Zulässigkeit des Widerspruchs eines Sozialversicherungsträgers gegen einen Verwaltungsakt im sozialrechtlichen Verwaltungsverfahren;
Auferlegung von Verschuldenskosten
Tatbestand:
Zwischen den Beteiligten ist der sozialversicherungsrechtliche Status des Klägers in dem Zeitraum vom 9. Januar 1996 bis 31.
Dezember 2006 aufgrund seiner Tätigkeit bei der Beigeladenen zu 3. streitig.
Der 1964 geborene Kläger war seit dem 1. Juli 1991 bis 31. Dezember 2005 bei der Beklagten pflichtversichert. In der Zeit
vom 1. Januar bis 31. Dezember 2006 war er nicht mehr gesetzlich krankenversichert. Er arbeitete zunächst in der Einzelfirma
"A ... H. K. - V. T.", danach bei der Beigeladenen zu 3. Diese wurde am 1. November 1995 in das Handelsregister eingetragen
wurde. Das Stammkapital betrug 300.000 DM. Alleingesellschafter war der Vater des Klägers V. T ... Mit notariellem Vertrag
vom 9. Januar 1996 trat der Alleingesellschafter im Wege der vorweggenommenen Erbfolge an den Kläger und dessen Bruder C.
T. einen Geschäftsanteil von nominal 72.000 DM mit Gewinnbezugsrecht ab. Alleiniger Geschäftsführer blieb V. T ... Am 12.
April 2005 wurde im Handelsregister die Erteilung von Einzelprokura für den Kläger und C. T. eingetragen. Am 30. September
2005 beantragten der Kläger und die Beigeladene zu 3. bei der Beklagten die Überprüfung seines versicherungsrechtlichen Status
aufgrund der leitenden Stellung im Unternehmen. Die Stimmrechte seien aufgrund familiärer Rücksichtnahme gemeinschaftlich
ausgeübt worden, mithin sei das Verhältnis der Gesellschafter durch ein gleichberechtigtes Nebeneinander geprägt und entspreche
nicht dem üblichen Verhältnis zwischen familienfremden Gesellschaftern. Beschlüsse seien in aller Regel gleichberechtigt und
einstimmig gefasst worden. In einer Gesellschafterversammlung im Jahr 1996 sei er mündlich zum Geschäftsführer bestellt worden;
eine Eintragung in das Handelsregister sei nicht erfolgt. Er sei im Wesentlichen verantwortlich für die EDV und den Vertrieb.

****************************************

• [AUFGABENSTELLUNG]
Führen Sie den Text zum sozialversicherungsrechtlichen Status des Klägers im Anschluss an seinen letzten Satz fort.

• [BEREITGESTELLTES MATERIAL]
****************************************

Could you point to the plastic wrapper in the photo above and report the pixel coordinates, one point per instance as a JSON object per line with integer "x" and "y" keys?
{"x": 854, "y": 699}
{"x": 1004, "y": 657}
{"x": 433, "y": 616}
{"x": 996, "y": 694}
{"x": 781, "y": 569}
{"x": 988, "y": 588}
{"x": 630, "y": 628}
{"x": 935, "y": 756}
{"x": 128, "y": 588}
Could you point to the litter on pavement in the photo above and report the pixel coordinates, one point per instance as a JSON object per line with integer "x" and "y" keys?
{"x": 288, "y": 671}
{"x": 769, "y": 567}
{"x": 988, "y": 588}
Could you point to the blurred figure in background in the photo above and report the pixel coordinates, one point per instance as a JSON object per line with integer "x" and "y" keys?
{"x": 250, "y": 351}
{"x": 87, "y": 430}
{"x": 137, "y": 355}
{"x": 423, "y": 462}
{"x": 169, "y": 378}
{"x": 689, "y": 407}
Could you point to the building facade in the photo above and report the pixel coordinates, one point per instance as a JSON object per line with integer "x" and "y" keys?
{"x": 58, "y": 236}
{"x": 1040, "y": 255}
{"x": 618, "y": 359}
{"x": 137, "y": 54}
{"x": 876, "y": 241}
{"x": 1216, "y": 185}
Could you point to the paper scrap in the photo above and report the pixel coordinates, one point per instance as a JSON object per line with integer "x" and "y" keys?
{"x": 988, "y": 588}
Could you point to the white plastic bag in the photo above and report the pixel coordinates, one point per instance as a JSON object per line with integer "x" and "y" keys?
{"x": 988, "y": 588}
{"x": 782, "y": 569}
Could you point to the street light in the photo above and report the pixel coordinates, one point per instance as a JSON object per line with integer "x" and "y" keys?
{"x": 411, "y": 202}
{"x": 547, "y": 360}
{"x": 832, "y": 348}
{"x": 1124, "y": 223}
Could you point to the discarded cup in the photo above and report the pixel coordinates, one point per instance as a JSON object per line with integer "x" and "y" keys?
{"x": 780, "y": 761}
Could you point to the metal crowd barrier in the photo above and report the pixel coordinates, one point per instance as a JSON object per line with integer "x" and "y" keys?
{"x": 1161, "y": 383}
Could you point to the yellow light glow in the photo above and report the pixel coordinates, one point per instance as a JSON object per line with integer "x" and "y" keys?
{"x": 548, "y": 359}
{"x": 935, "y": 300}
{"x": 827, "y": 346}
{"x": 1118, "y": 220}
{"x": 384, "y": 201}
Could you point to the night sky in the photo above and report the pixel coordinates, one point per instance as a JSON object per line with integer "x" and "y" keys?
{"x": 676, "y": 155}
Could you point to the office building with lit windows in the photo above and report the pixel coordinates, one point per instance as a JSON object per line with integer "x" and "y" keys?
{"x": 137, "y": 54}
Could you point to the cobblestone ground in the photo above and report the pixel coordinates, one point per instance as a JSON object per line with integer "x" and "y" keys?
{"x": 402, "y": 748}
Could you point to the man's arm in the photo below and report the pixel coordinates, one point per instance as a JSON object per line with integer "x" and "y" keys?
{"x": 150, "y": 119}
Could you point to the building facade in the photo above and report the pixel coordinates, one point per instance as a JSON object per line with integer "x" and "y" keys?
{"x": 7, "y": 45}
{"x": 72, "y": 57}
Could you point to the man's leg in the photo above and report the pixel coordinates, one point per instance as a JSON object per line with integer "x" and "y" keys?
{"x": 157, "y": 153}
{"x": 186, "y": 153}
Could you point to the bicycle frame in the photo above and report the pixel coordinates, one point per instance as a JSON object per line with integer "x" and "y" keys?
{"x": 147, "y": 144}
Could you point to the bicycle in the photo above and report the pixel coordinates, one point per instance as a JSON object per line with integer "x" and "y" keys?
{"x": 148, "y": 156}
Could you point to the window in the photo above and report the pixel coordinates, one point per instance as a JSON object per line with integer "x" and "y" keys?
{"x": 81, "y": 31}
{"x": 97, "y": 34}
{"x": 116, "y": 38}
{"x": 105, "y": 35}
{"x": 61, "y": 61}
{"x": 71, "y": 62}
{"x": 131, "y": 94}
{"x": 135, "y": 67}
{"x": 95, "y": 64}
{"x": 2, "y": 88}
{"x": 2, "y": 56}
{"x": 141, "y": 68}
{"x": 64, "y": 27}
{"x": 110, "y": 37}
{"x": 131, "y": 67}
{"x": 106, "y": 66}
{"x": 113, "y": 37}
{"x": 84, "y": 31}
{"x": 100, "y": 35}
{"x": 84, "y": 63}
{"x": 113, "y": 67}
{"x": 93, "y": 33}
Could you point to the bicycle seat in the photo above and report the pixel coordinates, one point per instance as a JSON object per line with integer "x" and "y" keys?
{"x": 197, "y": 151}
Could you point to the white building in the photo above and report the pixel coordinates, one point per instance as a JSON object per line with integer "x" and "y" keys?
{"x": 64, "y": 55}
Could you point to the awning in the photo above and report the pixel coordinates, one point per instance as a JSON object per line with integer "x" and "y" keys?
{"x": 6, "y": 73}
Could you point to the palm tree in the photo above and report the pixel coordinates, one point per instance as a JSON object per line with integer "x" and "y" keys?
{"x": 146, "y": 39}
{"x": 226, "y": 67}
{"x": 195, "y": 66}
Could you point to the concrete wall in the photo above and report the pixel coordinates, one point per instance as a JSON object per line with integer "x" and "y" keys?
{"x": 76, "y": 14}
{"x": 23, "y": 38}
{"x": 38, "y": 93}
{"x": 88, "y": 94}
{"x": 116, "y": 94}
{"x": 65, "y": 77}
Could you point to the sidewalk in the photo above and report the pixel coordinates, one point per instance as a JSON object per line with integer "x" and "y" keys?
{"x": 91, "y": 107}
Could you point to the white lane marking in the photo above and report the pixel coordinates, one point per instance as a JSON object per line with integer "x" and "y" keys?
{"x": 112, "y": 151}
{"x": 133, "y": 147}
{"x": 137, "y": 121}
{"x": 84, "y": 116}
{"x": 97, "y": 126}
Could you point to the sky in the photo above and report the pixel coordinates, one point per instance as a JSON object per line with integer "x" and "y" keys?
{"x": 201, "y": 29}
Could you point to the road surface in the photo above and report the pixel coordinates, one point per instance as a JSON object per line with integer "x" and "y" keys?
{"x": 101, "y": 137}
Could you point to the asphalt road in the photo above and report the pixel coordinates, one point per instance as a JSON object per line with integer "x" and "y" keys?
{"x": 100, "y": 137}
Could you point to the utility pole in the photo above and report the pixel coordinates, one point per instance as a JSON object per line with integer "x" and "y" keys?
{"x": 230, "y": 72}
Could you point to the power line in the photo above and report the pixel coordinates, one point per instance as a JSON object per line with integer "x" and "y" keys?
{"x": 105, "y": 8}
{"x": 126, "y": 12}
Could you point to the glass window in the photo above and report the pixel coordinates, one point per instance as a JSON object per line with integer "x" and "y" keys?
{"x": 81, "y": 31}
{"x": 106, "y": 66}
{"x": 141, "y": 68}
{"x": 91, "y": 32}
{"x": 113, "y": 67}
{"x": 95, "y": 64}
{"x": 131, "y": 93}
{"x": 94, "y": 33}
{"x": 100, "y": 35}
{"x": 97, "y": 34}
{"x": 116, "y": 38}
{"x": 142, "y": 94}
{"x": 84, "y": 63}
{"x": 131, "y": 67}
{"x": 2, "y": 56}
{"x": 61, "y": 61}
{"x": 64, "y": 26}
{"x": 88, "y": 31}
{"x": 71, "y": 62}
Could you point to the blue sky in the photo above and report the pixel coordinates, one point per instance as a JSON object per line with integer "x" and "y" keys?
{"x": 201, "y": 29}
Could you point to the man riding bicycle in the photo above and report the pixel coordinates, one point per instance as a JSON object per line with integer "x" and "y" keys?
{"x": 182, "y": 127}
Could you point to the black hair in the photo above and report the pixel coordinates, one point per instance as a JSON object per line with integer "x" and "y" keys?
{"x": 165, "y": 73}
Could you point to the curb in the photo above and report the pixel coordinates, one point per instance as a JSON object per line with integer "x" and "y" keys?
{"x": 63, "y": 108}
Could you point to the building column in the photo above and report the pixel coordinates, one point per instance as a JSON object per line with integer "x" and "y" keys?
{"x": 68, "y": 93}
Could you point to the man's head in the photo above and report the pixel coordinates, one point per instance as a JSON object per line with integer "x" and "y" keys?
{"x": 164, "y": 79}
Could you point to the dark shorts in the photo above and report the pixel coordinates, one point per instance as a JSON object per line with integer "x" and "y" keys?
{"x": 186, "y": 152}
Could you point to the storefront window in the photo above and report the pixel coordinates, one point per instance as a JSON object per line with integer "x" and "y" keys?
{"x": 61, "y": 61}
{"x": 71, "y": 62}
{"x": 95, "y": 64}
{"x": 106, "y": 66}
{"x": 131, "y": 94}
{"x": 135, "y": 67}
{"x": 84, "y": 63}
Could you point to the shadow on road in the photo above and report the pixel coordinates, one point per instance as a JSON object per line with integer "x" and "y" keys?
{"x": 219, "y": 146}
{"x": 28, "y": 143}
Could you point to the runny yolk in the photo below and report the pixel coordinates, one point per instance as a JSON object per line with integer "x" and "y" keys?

****************************************

• [ERGEBNIS]
Er sei frei in der Bestimmung seiner Arbeitszeit, könne seinen Urlaub frei gestalten und erhalte eine feste Vergütung in Höhe
von 3.900 EUR monatlich. Seine Unternehmens- und Eigeninteressen seien gleichgerichtet. Im Feststellungsbogen zur versicherungsrechtlichen
Beurteilung gab der Kläger u.a. an, er habe der Beigeladenen zu 3. ein Darlehen in Höhe von 102.000 EUR gewährt, es bestehe
kein Arbeitsvertrag, er arbeite wöchentlich zirka 60 bis 65 Stunden, die Vergütung werde im Falle von Arbeitsunfähigkeit für
sechs Wochen weitergewährt. Die Verbuchung der Vergütung erfolge als Lohn/Gehalt, er sei am Gewinn nicht beteiligt. Er könne
selbstständig Personal einstellen und/oder entlassen.
Mit Schreiben vom 28. Oktober 2005 teilte die ihm Beklagte mit, es habe sich bei seinem Beschäftigungsverhältnis nicht um
ein abhängiges Beschäftigungsverhältnis im sozialversicherungsrechtlichen Sinne gehandelt. Vielmehr gehöre er seit dem 9.
Januar 1996 zum Personenkreis der Selbstständigen. Es sei beabsichtigt, ihn für die Zeit ab 9. Januar 1996 als freiwilliges
Mitglied einzustufen. Es werde ihm die Möglichkeit eingeräumt, sich nochmals bis zum 11. November 2005 zur beabsichtigten
Umstufung zu äußern. Den am 12. September 2005 bei der Beigeladenen zu 2. gestellten Antrag nach §§
7 a des
Vierten Buches Sozialgesetzbuch (
SGB IV) nahm der Kläger am 28. November 2005 zurück. Mit Bescheid vom 7. Dezember 2005 stellte die Beklagte fest, dass der Kläger
seit dem 9. Januar 1996 zum Personenkreis der Selbstständigen gehört.
Am 10. Mai 2006 wandte sich die Beigeladene zu 2., nachdem der Kläger dort die Erstattung von Rentenversicherungsbeiträgen
beantragt hatte, an die Beklagte und wies darauf hin, dass nach Punkt 8 der Niederschrift der Besprechung der Spitzenorganisationen
der Sozialversicherung vom 5./6. Juli 2005 vereinbart wurde, dass sich die Krankenkassen mit dem für die Betriebsprüfung des
betreffenden Betriebes zuständigen Rentenversicherungsträger hinsichtlich der versicherungsrechtlichen Beurteilung von u.a.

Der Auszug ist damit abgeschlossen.